** 課題 **
「Search for dried」を含む行から「[339,247,469,521]」を含む行までを、両端の行も含めて、一行も省かずに書き直してください。その際、答えにあるボックス座標の数値だけをすべて0.9倍にスケーリングし、端数は四捨五入（0.5は切り上げ）で整数にしてください。

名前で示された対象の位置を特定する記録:
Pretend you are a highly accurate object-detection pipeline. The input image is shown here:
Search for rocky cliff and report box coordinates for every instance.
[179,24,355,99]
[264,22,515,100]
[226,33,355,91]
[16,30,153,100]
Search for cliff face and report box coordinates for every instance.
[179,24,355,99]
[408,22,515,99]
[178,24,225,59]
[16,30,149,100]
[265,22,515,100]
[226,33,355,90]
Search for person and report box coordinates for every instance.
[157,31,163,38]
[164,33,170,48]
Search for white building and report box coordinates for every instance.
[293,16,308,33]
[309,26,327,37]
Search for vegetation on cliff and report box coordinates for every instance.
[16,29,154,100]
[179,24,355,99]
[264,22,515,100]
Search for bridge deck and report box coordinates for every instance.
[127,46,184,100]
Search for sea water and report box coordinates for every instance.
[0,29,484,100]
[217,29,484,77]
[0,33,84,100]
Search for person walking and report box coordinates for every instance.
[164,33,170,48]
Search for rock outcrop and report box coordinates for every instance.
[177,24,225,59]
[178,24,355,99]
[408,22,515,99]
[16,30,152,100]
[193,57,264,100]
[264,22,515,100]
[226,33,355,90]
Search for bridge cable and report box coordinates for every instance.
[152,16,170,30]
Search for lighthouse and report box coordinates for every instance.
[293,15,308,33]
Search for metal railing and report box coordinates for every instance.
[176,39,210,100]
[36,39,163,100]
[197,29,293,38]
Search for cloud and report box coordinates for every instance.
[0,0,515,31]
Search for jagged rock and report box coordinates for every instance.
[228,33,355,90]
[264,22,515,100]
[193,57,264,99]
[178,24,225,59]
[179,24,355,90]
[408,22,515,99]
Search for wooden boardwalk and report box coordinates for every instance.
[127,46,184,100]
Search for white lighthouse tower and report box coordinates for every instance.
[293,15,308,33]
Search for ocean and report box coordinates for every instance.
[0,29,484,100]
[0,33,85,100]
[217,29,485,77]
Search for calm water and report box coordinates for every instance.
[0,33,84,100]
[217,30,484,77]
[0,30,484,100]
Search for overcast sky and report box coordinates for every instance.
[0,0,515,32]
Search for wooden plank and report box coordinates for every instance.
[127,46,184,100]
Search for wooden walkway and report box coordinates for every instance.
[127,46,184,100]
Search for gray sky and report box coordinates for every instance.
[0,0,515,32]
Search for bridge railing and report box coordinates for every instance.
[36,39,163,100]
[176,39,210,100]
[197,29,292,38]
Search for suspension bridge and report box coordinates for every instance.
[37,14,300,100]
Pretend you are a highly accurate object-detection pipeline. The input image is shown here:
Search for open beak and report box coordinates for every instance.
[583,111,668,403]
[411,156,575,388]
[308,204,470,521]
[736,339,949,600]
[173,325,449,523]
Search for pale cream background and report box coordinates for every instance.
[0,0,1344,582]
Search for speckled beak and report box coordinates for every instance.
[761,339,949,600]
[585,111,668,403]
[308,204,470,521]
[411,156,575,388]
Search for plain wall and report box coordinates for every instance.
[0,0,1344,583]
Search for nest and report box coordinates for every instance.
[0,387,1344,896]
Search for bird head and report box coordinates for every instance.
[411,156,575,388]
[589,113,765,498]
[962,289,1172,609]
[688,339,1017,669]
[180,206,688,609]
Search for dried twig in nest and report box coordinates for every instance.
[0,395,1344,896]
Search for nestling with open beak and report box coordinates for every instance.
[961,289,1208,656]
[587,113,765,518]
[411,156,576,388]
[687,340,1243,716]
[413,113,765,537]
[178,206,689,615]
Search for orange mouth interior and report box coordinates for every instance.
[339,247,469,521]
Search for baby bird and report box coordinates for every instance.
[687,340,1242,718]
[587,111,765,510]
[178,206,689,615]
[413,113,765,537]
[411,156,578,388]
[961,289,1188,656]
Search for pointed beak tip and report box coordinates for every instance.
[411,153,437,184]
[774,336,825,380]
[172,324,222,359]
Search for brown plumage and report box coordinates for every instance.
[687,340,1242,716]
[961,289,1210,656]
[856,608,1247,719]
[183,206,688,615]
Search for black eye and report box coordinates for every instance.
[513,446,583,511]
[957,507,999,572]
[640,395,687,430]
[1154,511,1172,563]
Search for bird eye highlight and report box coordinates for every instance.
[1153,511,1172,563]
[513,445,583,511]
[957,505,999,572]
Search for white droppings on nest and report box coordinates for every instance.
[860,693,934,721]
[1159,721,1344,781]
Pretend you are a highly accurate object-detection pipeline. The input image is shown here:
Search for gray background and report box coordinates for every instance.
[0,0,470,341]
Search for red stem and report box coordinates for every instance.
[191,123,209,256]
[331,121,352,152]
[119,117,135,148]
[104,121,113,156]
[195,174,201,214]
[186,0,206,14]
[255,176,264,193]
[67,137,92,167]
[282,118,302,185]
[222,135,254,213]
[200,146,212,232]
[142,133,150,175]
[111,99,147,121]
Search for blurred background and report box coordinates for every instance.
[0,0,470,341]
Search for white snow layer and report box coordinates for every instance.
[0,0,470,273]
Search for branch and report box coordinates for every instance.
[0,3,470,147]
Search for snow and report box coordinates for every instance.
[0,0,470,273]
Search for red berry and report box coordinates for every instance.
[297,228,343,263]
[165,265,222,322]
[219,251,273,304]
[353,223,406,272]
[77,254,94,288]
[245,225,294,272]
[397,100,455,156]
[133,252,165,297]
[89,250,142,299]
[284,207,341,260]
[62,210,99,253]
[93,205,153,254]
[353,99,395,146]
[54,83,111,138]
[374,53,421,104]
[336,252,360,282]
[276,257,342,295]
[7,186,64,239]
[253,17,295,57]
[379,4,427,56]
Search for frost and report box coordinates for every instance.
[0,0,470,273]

** 出力結果 **
Search for dried twig in nest and report box coordinates for every instance.
[0,356,1210,806]
Search for nestling with open beak and report box coordinates for every instance.
[865,260,1087,590]
[528,102,689,466]
[370,140,518,349]
[618,306,1119,644]
[372,102,689,483]
[160,185,620,554]
Search for orange mouth interior and report box coordinates for every instance.
[305,222,422,469]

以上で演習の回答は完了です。